→ ASSIGNMENT: Please transcribe exactly, and only, the lines of the data below between the line holding "the concrete walkway." and the line holding "for the shrub.", inclusive.

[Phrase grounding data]
───

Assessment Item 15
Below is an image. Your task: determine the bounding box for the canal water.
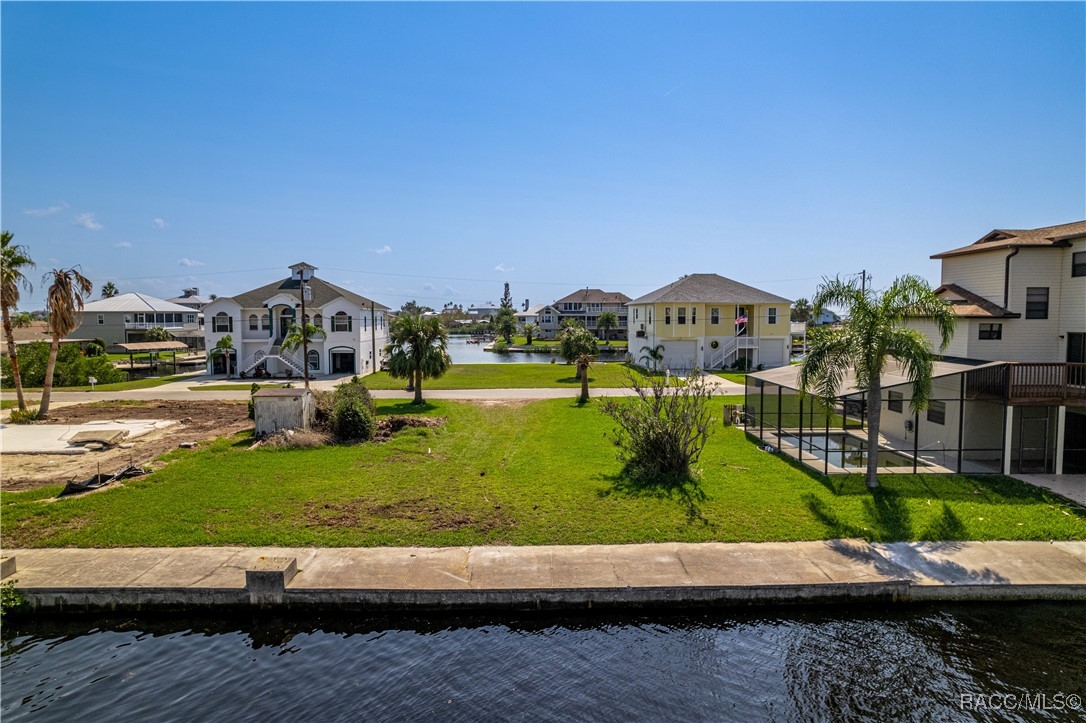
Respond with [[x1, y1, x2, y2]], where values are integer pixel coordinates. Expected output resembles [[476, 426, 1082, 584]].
[[3, 603, 1084, 721], [447, 336, 625, 365]]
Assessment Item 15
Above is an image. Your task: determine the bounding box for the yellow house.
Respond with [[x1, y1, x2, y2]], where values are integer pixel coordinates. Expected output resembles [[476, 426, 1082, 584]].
[[627, 274, 792, 372]]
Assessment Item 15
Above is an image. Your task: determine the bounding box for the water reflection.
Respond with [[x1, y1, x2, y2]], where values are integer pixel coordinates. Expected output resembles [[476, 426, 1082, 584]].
[[3, 605, 1084, 721]]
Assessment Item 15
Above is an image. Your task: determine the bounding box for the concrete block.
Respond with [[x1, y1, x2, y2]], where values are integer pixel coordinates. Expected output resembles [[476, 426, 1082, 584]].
[[1, 555, 16, 579], [246, 556, 297, 604]]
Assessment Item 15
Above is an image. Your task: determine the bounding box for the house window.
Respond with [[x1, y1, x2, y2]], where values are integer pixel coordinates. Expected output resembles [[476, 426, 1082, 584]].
[[1073, 251, 1086, 277], [261, 314, 270, 330], [978, 323, 1002, 340], [586, 316, 597, 327], [186, 314, 196, 324], [332, 312, 351, 332], [618, 316, 627, 326], [887, 391, 903, 413], [307, 350, 319, 371], [1025, 287, 1049, 319], [213, 312, 232, 332], [648, 310, 652, 324], [249, 314, 258, 331], [665, 307, 671, 325], [691, 307, 697, 324], [363, 315, 368, 332], [677, 307, 686, 325], [634, 308, 639, 321], [97, 314, 105, 325], [587, 303, 602, 312], [711, 308, 720, 325], [768, 308, 777, 325], [314, 314, 323, 329], [927, 400, 946, 425]]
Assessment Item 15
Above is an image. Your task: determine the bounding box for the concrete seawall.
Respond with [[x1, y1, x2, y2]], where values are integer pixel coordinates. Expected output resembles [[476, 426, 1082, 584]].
[[3, 539, 1084, 613]]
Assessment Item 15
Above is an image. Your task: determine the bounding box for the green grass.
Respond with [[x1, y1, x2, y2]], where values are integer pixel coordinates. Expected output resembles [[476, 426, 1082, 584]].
[[510, 336, 628, 349], [2, 398, 1082, 548], [715, 371, 748, 383], [0, 399, 16, 409], [14, 373, 196, 393], [190, 383, 293, 391], [361, 363, 648, 390]]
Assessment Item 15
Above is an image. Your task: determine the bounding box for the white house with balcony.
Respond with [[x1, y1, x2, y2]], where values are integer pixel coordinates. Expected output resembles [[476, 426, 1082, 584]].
[[72, 293, 204, 349], [202, 262, 390, 378]]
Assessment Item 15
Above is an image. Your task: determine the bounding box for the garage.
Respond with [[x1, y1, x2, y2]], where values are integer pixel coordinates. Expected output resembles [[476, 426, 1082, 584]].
[[329, 348, 356, 374], [660, 341, 698, 374]]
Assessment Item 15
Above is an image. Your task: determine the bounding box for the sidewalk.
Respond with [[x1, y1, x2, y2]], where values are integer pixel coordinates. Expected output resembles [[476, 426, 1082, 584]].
[[4, 539, 1083, 612]]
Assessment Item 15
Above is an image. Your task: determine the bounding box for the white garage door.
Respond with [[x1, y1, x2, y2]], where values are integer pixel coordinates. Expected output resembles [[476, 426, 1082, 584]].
[[661, 341, 698, 374], [759, 339, 787, 368]]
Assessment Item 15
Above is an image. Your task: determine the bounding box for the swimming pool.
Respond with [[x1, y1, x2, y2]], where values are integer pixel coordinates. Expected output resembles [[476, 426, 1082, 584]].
[[777, 432, 931, 470]]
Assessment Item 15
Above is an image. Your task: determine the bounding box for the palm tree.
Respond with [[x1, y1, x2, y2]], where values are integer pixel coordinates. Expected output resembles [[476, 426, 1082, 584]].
[[575, 353, 595, 403], [281, 321, 326, 389], [521, 322, 538, 345], [385, 311, 451, 405], [212, 334, 235, 378], [1, 232, 36, 411], [100, 281, 119, 298], [39, 267, 93, 418], [144, 326, 172, 342], [596, 311, 618, 343], [639, 343, 665, 373], [800, 275, 955, 488]]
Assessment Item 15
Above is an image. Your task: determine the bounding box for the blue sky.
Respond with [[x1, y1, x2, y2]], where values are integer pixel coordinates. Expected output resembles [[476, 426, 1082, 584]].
[[3, 2, 1083, 312]]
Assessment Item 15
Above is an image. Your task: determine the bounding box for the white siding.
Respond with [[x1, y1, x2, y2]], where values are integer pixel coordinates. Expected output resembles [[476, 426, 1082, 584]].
[[941, 253, 1007, 303]]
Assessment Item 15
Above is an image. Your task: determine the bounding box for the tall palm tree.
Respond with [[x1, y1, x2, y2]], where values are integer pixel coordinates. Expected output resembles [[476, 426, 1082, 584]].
[[1, 232, 36, 411], [100, 281, 119, 298], [575, 353, 595, 403], [800, 274, 955, 488], [39, 267, 93, 418], [521, 322, 538, 345], [385, 311, 451, 405], [281, 321, 326, 389], [596, 311, 618, 343], [639, 344, 665, 373]]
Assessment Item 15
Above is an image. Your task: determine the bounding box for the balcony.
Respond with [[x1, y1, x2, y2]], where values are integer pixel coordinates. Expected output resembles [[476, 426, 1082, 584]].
[[125, 321, 198, 330], [967, 363, 1086, 407]]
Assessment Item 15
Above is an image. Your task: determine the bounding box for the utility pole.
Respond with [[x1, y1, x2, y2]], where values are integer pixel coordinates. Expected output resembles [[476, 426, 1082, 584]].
[[370, 301, 377, 373], [860, 270, 867, 294], [300, 277, 311, 390]]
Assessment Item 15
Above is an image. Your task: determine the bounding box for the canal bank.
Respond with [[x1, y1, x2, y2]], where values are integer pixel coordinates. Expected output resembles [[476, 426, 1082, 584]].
[[4, 538, 1084, 613]]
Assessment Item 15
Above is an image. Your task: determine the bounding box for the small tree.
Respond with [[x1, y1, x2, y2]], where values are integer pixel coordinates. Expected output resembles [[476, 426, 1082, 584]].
[[521, 322, 538, 345], [39, 267, 93, 418], [575, 353, 595, 402], [495, 282, 517, 343], [385, 311, 452, 404], [639, 344, 665, 373], [281, 321, 326, 389], [601, 371, 715, 484], [559, 323, 597, 378], [212, 334, 234, 377], [144, 326, 172, 342], [100, 281, 119, 298], [596, 311, 618, 343]]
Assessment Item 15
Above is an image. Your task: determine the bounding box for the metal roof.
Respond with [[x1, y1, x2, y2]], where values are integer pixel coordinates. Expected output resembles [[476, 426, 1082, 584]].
[[748, 358, 1004, 396], [82, 293, 195, 314], [110, 341, 192, 353]]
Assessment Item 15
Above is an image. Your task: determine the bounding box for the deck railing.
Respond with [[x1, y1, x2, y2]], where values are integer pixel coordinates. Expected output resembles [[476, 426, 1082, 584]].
[[968, 363, 1085, 406]]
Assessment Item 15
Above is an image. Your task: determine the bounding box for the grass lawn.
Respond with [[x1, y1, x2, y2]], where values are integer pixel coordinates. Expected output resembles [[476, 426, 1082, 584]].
[[509, 336, 628, 349], [15, 373, 197, 394], [190, 383, 293, 391], [361, 363, 648, 390], [3, 398, 1082, 548], [715, 371, 748, 384], [1, 399, 16, 409]]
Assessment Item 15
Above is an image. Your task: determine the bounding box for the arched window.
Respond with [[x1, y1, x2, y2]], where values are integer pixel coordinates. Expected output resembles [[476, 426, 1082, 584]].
[[307, 350, 319, 371], [248, 314, 258, 331], [214, 312, 232, 332], [332, 311, 351, 332], [314, 314, 323, 329], [260, 314, 270, 330]]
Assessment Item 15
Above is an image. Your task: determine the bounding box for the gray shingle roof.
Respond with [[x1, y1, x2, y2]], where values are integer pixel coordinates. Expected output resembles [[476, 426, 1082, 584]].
[[553, 289, 631, 305], [628, 274, 791, 305], [224, 276, 389, 311]]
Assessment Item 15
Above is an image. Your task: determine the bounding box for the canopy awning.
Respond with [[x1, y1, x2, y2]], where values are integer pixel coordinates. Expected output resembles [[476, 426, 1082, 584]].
[[110, 341, 191, 353]]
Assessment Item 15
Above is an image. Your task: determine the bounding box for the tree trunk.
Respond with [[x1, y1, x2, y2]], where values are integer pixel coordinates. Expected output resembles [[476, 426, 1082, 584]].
[[579, 363, 589, 402], [1, 305, 27, 411], [39, 336, 60, 419], [414, 369, 423, 405], [865, 376, 882, 488]]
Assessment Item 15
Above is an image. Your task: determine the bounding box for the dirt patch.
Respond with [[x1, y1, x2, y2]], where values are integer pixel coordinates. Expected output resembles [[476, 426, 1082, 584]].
[[303, 496, 512, 532], [461, 400, 533, 409], [1, 400, 251, 492], [374, 415, 447, 441]]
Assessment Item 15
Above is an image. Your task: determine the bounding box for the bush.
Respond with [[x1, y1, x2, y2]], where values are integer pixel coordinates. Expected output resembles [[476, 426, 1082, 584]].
[[491, 340, 509, 354], [312, 390, 335, 431], [1, 342, 125, 387], [334, 376, 376, 414], [558, 324, 597, 364], [331, 397, 376, 442], [8, 408, 40, 424]]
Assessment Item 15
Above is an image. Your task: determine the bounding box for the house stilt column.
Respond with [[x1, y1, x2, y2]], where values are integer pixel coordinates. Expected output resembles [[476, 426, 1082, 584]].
[[1056, 406, 1067, 475], [1003, 406, 1015, 476]]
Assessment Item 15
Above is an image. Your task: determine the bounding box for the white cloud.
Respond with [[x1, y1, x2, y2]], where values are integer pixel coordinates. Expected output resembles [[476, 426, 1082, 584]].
[[153, 218, 168, 229], [443, 285, 459, 296], [372, 245, 392, 255], [494, 263, 514, 273], [114, 241, 133, 249], [178, 258, 205, 267], [423, 283, 436, 291], [73, 212, 103, 230], [24, 201, 68, 217]]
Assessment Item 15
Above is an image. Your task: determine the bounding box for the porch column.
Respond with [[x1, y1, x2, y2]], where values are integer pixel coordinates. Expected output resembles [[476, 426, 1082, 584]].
[[1056, 406, 1067, 475], [1003, 405, 1014, 476]]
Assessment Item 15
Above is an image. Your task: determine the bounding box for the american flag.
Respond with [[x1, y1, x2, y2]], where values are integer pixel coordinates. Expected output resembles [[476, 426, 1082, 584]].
[[735, 314, 748, 324]]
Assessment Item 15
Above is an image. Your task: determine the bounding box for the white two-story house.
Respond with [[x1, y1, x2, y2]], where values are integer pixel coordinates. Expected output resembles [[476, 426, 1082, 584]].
[[203, 262, 390, 378]]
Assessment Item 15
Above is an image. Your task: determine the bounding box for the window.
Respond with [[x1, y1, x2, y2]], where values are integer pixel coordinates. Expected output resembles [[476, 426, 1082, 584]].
[[618, 316, 627, 326], [586, 316, 597, 327], [186, 314, 196, 324], [665, 307, 671, 325], [648, 310, 652, 324], [97, 314, 104, 325], [634, 308, 639, 321], [562, 302, 583, 312], [587, 303, 602, 312], [767, 308, 777, 325], [927, 400, 946, 425], [213, 312, 232, 332], [332, 312, 351, 332], [1025, 287, 1049, 319], [363, 315, 368, 332], [249, 314, 258, 331], [1073, 251, 1086, 277], [691, 307, 697, 324], [307, 350, 319, 371], [314, 314, 323, 329], [710, 308, 720, 325], [887, 391, 903, 413], [261, 314, 270, 330], [978, 323, 1002, 340], [678, 307, 686, 325]]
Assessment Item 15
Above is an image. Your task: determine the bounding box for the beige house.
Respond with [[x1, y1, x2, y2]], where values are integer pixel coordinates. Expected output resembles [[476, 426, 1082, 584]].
[[551, 288, 630, 340], [627, 274, 791, 372]]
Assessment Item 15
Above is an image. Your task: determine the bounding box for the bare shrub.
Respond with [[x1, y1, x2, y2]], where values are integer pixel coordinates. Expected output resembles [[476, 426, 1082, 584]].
[[259, 429, 329, 448]]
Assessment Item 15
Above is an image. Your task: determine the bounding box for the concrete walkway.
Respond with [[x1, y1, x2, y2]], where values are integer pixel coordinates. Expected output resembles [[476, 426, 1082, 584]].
[[4, 539, 1083, 612], [1012, 474, 1086, 507]]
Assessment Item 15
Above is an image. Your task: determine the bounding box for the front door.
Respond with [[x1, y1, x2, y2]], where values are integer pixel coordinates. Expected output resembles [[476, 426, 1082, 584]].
[[736, 306, 748, 337], [279, 309, 295, 339]]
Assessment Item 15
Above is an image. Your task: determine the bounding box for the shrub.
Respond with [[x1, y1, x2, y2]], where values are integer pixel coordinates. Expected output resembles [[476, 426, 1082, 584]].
[[558, 324, 597, 365], [8, 408, 40, 424], [601, 371, 716, 484], [491, 340, 509, 354], [312, 390, 335, 431], [331, 397, 376, 442], [1, 342, 125, 387], [334, 376, 376, 414], [85, 342, 105, 357]]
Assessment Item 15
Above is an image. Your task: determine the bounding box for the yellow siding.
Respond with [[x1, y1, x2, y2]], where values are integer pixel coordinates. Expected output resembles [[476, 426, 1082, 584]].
[[634, 301, 790, 340]]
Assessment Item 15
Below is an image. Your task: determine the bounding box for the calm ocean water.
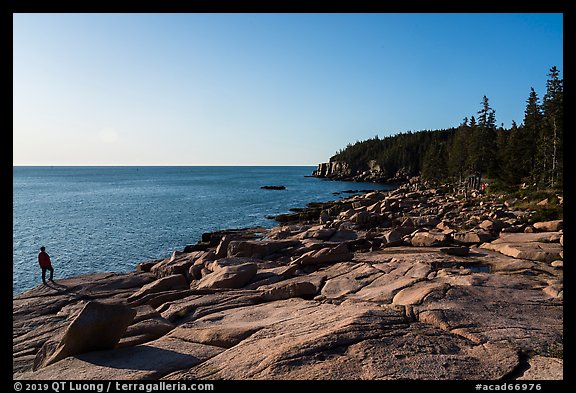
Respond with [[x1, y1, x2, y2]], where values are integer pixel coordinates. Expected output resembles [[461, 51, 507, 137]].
[[13, 166, 394, 295]]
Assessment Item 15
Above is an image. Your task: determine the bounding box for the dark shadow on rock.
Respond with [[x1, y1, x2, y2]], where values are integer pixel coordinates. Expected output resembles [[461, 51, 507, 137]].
[[75, 345, 203, 372], [44, 281, 69, 291], [468, 250, 489, 257]]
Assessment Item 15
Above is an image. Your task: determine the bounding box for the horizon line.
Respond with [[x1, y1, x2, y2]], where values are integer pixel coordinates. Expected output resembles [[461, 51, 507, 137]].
[[13, 164, 320, 167]]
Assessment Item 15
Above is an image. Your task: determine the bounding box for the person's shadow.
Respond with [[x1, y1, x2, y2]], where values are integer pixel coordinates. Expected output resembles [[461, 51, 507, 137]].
[[44, 280, 69, 293]]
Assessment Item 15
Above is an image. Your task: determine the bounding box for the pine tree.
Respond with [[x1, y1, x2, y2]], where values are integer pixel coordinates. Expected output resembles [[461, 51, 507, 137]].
[[542, 66, 563, 188], [516, 88, 543, 186], [448, 118, 469, 182], [494, 125, 509, 184], [421, 142, 448, 182], [465, 116, 480, 175], [476, 95, 498, 178]]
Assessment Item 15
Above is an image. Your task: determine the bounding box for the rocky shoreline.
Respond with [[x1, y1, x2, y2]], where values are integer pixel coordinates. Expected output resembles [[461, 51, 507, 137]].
[[13, 180, 563, 380]]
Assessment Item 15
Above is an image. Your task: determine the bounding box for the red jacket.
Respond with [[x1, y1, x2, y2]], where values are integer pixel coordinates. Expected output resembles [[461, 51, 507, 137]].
[[38, 251, 52, 268]]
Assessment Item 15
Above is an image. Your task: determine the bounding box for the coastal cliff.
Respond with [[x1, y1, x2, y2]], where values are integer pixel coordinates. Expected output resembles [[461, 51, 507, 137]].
[[13, 182, 563, 380], [312, 160, 410, 184], [312, 160, 405, 183]]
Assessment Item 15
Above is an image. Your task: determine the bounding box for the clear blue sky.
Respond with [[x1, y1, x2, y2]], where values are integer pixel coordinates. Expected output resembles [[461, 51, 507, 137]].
[[13, 13, 563, 166]]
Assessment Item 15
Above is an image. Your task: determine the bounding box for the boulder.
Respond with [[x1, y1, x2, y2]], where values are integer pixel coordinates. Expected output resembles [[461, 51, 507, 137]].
[[227, 240, 298, 258], [382, 228, 407, 246], [411, 231, 448, 247], [195, 263, 257, 289], [550, 260, 563, 268], [261, 278, 321, 301], [127, 274, 188, 303], [298, 227, 336, 241], [136, 260, 161, 273], [479, 219, 506, 232], [25, 337, 224, 380], [119, 306, 175, 345], [292, 243, 353, 266], [151, 251, 204, 278], [453, 230, 493, 245], [328, 230, 358, 243], [34, 301, 136, 369], [412, 215, 441, 228], [350, 211, 371, 225], [533, 220, 563, 232], [215, 235, 235, 258]]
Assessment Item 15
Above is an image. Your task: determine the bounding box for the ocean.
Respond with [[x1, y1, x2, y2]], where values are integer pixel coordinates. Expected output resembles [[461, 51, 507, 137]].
[[13, 166, 394, 295]]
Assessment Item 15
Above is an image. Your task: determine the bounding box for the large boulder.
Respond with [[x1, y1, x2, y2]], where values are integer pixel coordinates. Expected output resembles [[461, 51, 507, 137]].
[[411, 231, 449, 247], [195, 263, 257, 289], [34, 301, 136, 369], [260, 275, 324, 301], [151, 251, 204, 278], [533, 220, 563, 232]]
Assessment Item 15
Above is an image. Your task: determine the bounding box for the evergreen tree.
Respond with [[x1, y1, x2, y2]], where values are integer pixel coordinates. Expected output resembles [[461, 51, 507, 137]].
[[465, 116, 480, 175], [494, 125, 509, 183], [421, 142, 448, 182], [476, 95, 498, 178], [327, 69, 561, 191], [516, 88, 543, 186], [448, 118, 469, 182], [541, 66, 563, 188]]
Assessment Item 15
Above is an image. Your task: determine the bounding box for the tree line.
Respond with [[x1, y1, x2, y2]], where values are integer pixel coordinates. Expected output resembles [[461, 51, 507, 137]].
[[331, 66, 563, 190]]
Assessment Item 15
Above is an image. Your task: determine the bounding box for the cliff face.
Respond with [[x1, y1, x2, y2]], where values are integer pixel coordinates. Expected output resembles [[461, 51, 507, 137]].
[[312, 160, 398, 183], [312, 161, 354, 178]]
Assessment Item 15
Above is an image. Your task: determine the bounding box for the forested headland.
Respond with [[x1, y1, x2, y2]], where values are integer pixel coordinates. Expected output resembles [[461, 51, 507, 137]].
[[319, 66, 563, 193]]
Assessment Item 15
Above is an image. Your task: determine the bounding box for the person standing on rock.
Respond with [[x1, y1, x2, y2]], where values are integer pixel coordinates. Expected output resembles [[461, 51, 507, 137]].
[[38, 246, 54, 285]]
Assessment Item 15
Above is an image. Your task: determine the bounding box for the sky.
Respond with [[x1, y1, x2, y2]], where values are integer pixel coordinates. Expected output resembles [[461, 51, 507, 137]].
[[13, 13, 563, 166]]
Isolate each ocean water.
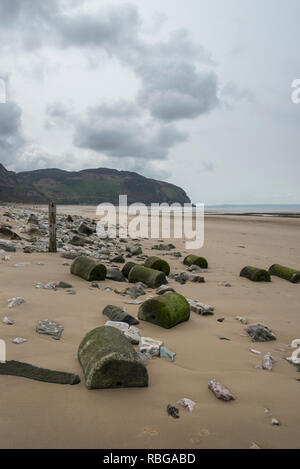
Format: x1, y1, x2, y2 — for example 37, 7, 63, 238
205, 204, 300, 215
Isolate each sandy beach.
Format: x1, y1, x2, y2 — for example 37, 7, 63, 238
0, 205, 300, 449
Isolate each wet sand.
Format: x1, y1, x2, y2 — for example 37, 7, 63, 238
0, 206, 300, 449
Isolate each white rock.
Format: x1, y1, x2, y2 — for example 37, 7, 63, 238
8, 297, 25, 308
3, 316, 14, 325
139, 337, 163, 357
250, 349, 262, 355
105, 321, 129, 332
262, 353, 275, 371
177, 398, 196, 412
12, 337, 27, 344
271, 418, 280, 426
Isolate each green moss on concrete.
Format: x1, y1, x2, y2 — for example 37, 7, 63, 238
144, 256, 170, 275
138, 292, 190, 329
269, 264, 300, 283
240, 266, 271, 282
0, 361, 80, 385
78, 326, 148, 389
183, 255, 208, 268
71, 256, 107, 281
121, 262, 137, 278
128, 265, 167, 288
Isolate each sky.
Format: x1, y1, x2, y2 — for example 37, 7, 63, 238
0, 0, 299, 204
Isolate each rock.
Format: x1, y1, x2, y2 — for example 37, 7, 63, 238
271, 418, 280, 426
160, 346, 176, 362
45, 282, 57, 290
70, 235, 92, 247
57, 281, 72, 289
138, 293, 190, 329
137, 351, 152, 365
61, 251, 82, 260
236, 316, 248, 325
78, 326, 148, 389
250, 443, 261, 449
219, 281, 232, 287
167, 405, 179, 419
246, 323, 277, 342
36, 319, 64, 340
3, 316, 14, 325
106, 268, 126, 282
240, 266, 271, 282
102, 305, 139, 325
124, 326, 141, 345
23, 246, 33, 253
126, 244, 142, 256
121, 262, 137, 278
177, 272, 205, 283
262, 353, 275, 371
144, 256, 170, 275
177, 398, 195, 412
152, 243, 175, 251
111, 255, 125, 264
66, 215, 74, 223
269, 264, 300, 283
139, 337, 163, 357
12, 337, 28, 344
129, 265, 167, 289
0, 225, 21, 240
70, 256, 107, 281
126, 283, 146, 300
208, 379, 235, 401
183, 255, 208, 268
90, 281, 100, 288
156, 285, 175, 295
104, 320, 129, 333
0, 239, 16, 252
187, 299, 214, 316
27, 214, 39, 224
217, 318, 225, 323
78, 222, 95, 236
8, 297, 24, 308
250, 349, 262, 355
0, 360, 80, 385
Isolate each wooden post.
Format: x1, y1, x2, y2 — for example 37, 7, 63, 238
48, 201, 57, 253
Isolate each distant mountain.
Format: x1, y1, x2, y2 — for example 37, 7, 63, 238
0, 164, 191, 205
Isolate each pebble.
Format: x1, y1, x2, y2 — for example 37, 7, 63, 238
3, 316, 14, 325
177, 398, 195, 412
12, 337, 28, 344
8, 297, 24, 308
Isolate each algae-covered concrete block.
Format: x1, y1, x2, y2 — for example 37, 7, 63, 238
78, 326, 148, 389
240, 266, 271, 282
183, 255, 208, 268
0, 361, 80, 385
144, 256, 170, 276
128, 265, 167, 289
102, 305, 139, 325
138, 292, 190, 329
269, 264, 300, 283
71, 256, 107, 281
121, 262, 137, 278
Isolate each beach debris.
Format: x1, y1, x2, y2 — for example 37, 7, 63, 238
240, 266, 271, 282
139, 337, 163, 357
152, 243, 175, 251
8, 297, 24, 308
106, 268, 126, 282
144, 256, 170, 276
36, 319, 64, 340
188, 299, 214, 316
129, 265, 167, 289
250, 443, 261, 449
12, 337, 28, 344
78, 326, 148, 389
271, 418, 280, 426
287, 339, 300, 365
246, 323, 277, 342
269, 264, 300, 283
126, 283, 146, 300
219, 337, 230, 341
156, 285, 175, 295
219, 281, 232, 287
0, 360, 80, 385
3, 316, 14, 325
167, 405, 180, 419
105, 320, 129, 333
250, 349, 262, 355
56, 281, 72, 289
138, 293, 190, 329
262, 353, 275, 371
102, 305, 139, 326
70, 255, 107, 281
208, 379, 235, 401
177, 398, 195, 412
217, 318, 225, 323
45, 282, 57, 290
124, 326, 141, 345
236, 316, 248, 325
160, 346, 176, 362
183, 255, 208, 268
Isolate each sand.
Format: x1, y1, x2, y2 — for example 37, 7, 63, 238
0, 206, 300, 449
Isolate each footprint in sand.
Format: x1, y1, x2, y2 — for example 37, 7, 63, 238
190, 429, 210, 445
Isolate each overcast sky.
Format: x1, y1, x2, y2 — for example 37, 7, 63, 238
0, 0, 299, 204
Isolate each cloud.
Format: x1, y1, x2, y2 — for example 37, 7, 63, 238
199, 160, 215, 172
0, 101, 25, 167
72, 100, 187, 160
221, 80, 255, 104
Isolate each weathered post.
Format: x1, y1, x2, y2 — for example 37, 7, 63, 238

───

→ RESULT FOR THIS EXERCISE:
Above is an image. Your task: determine the bounding box for the concrete walkway.
Respond with [[x1, y1, x2, y2]], where values are integer pixel coordinates. Expected output resembles [[476, 426, 1082, 584]].
[[4, 539, 1083, 612], [1012, 474, 1086, 507]]
Assessment Item 15
Above is an image. Your task: determine the bounding box for the front door.
Respond with [[x1, y1, x2, y2]], where values are integer pixel coordinates. Expected output resembles [[476, 426, 1082, 584]].
[[736, 306, 748, 337], [279, 309, 295, 339]]
Assessment Item 15
Above is an image. Your task: determine the bounding box for the shrub.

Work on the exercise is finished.